▶ **STORED ROWS**
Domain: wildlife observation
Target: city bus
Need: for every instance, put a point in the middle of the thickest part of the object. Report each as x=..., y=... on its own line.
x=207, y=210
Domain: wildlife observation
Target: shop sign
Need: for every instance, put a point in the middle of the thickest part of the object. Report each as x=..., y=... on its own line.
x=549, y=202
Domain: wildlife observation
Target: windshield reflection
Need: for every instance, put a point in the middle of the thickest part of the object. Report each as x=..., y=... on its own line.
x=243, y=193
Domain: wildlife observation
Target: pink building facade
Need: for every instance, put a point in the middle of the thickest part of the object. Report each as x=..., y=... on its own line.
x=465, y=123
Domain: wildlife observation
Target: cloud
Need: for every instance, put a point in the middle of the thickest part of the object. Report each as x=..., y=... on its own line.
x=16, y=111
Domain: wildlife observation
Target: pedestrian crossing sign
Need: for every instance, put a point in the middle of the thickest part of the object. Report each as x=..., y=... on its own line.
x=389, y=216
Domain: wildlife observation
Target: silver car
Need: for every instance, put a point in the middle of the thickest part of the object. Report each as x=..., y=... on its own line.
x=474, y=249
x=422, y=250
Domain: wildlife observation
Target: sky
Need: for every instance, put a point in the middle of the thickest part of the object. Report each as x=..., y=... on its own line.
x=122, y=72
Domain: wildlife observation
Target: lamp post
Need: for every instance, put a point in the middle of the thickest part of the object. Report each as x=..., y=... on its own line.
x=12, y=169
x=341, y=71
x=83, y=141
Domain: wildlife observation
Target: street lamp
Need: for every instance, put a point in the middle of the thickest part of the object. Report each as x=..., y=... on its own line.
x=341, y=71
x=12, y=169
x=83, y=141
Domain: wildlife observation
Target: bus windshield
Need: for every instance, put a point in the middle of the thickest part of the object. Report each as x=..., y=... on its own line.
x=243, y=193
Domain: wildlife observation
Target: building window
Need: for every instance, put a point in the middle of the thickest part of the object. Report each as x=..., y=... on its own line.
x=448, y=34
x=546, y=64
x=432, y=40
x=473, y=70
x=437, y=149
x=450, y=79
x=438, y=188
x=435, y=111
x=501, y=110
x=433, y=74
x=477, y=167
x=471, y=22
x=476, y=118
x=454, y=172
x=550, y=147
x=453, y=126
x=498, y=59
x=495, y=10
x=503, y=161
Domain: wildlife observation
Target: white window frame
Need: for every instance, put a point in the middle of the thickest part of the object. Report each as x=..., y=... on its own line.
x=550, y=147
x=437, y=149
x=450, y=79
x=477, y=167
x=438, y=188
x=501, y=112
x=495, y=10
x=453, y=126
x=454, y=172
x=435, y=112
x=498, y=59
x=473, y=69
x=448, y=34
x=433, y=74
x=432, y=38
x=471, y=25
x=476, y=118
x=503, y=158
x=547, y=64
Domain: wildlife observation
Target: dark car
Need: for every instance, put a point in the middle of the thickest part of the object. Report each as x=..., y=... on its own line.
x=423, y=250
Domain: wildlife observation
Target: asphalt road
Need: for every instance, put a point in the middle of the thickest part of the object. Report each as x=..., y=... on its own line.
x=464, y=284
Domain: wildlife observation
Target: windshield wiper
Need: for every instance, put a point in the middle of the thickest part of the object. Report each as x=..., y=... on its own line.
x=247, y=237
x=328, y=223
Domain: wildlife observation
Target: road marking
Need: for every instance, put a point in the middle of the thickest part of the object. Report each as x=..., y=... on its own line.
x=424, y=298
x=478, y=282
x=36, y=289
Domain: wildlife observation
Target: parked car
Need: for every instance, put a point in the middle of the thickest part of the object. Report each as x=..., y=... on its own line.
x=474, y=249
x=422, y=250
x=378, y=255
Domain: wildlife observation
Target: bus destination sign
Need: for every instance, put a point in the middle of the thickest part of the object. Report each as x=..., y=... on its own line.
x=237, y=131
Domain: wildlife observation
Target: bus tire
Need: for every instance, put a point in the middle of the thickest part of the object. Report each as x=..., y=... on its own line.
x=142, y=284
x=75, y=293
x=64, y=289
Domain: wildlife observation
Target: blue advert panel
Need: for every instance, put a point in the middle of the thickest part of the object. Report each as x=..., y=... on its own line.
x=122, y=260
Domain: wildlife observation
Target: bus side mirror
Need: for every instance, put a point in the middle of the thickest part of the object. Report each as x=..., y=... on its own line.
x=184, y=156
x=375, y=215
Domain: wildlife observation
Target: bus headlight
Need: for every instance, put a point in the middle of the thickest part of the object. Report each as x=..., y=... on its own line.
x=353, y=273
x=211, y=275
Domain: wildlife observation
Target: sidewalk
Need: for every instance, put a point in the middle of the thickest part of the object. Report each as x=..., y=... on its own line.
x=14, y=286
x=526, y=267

▶ **EXERCISE PROMPT**
Print every line of the records exactly. Omit nothing.

▶ **TASK RESPONSE**
Domain: wildlife observation
Target: city bus
Need: for every instance, put a point in the middle of the thickest part of the object. Report each as x=..., y=... on its own line.
x=207, y=210
Domain: wildlife observation
Target: shop sign
Need: for every instance, put a point in the middle of the thickest part of the object. Report each as x=..., y=... on its own line.
x=549, y=202
Domain: wildlife observation
Target: windshield reflection
Need: for every instance, put a point in the middle of the thickest part of the object. Report each as x=..., y=... on its own line.
x=243, y=193
Domain: wildlife observation
Target: pink building facade
Need: for every instance, put a point in the middle of the thickest part of the object. Report each as x=..., y=... on its own line.
x=465, y=123
Domain: wildlife observation
Target: cloud
Need: for every instance, put a point in the middle of the thickest part of the object. Report each as x=..., y=... on its own line.
x=16, y=111
Domain: wildlife observation
Target: pedestrian crossing sign
Need: for every instance, put a point in the middle of the thickest part of the object. Report each as x=..., y=... on its own line.
x=389, y=216
Domain: wildlife observation
Target: silver car
Need: for every instance, put a point in the middle of the thickest part of the object. Report each as x=..., y=... on its own line.
x=474, y=249
x=422, y=250
Domain: wildlife observation
Target: sky
Need: for every instance, put a point in the middle of the thickest part of the object. Report each as x=..., y=... on its own line.
x=122, y=72
Domain: wildlife observation
Target: lamp post
Need: for every instance, put a point in the middle of the thickest part of the object. Report each as x=..., y=... on its own line.
x=12, y=169
x=341, y=71
x=83, y=141
Domain: wildlife observation
Target: street lamp
Need: for every instance, put a point in the middle of the thickest part of the object. Report each as x=..., y=... on its own line.
x=341, y=71
x=12, y=169
x=83, y=141
Domain: wildlife observation
Target: bus windshield
Need: for every instance, put a point in the middle of the thickest part of the object. Report each as x=..., y=... on its own line.
x=243, y=193
Domain: wildlife observation
Target: building window
Need: for every instance, put a point in the middle of the thickest part of the object. Report each as x=..., y=... on its own line.
x=448, y=34
x=546, y=64
x=432, y=40
x=473, y=70
x=437, y=149
x=450, y=79
x=438, y=188
x=435, y=111
x=501, y=110
x=433, y=74
x=477, y=167
x=471, y=22
x=476, y=118
x=454, y=172
x=550, y=147
x=453, y=126
x=498, y=59
x=495, y=10
x=503, y=161
Domain: wildlife observation
Target: white window frame
Need: for every instance, put a point in the middle of the thickest part of the object. Report each as x=..., y=... on its own line.
x=550, y=147
x=437, y=149
x=450, y=79
x=477, y=167
x=438, y=188
x=501, y=112
x=495, y=10
x=453, y=126
x=454, y=172
x=435, y=112
x=498, y=59
x=473, y=69
x=448, y=34
x=433, y=74
x=432, y=38
x=471, y=25
x=476, y=118
x=503, y=158
x=547, y=64
Domain: wildlife observation
Target: dark car
Need: for every instance, put a point in the middle of the thickest part of the object. Report each as x=..., y=... on its own line.
x=423, y=250
Domain: wildlife observation
Target: asphalt road
Need: for every instance, put a point in the middle of the thickest part of the object. Report each as x=..., y=... on its own line.
x=464, y=284
Domain: wildlife observation
Target: windshield wiper
Need: for every instance, put a point in the middle of the thickest part of the object. Report each as x=..., y=... on its own line.
x=247, y=237
x=328, y=223
Domain: wildlife observation
Target: road marking
Need: for every instance, put a point in the middle of the thickest part of the object. Report each as x=..., y=... on its own line.
x=424, y=298
x=478, y=282
x=36, y=289
Domain: wildlife observation
Target: parked car
Need: for every instance, put a point in the middle of the thickest part of the object. Report each as x=..., y=... on its own line.
x=474, y=249
x=422, y=250
x=378, y=255
Domain: wildlife observation
Target: bus destination sign
Need: for every instance, put a point in the middle of the thickest part of the object. Report each as x=..., y=... on its own line.
x=237, y=131
Domain: wildlife observation
Target: bus tire
Need: for every instance, put a point in the middle of the thickest part of the object. Report each as x=..., y=... on its own line.
x=142, y=284
x=75, y=293
x=64, y=289
Domain: wildlife observation
Target: blue advert panel
Need: for every instance, put a point in the middle of the thickest part of the object. Report each as x=..., y=... on its own line.
x=122, y=260
Domain: wildlife observation
Target: bus side mirror
Need: for every instance, put a point in the middle of the thickest part of the object. Report each as x=..., y=... on its own line.
x=184, y=156
x=375, y=215
Domain: wildlife observation
Target: bus headlight
Need: for every instance, put a point in the middle of the thickest part of the object. Report each as x=..., y=... on its own line.
x=353, y=273
x=211, y=275
Domain: wildlife observation
Target: sidewalk
Need: for every instance, put a point in the middle of the thickest part of the object. Report each as x=..., y=... on its own line.
x=14, y=286
x=526, y=267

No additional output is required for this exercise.